Task prompt: Repeat, without any change, the entries presented below.

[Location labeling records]

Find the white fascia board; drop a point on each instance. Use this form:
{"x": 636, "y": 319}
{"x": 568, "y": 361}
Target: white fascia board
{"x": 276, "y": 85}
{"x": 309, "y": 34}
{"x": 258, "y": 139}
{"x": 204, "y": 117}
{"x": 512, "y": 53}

Result of the exercise:
Find the white fascia board; drop a point on each instance. Use this form:
{"x": 636, "y": 319}
{"x": 568, "y": 361}
Target: white fascia board
{"x": 276, "y": 85}
{"x": 309, "y": 34}
{"x": 258, "y": 139}
{"x": 204, "y": 117}
{"x": 512, "y": 53}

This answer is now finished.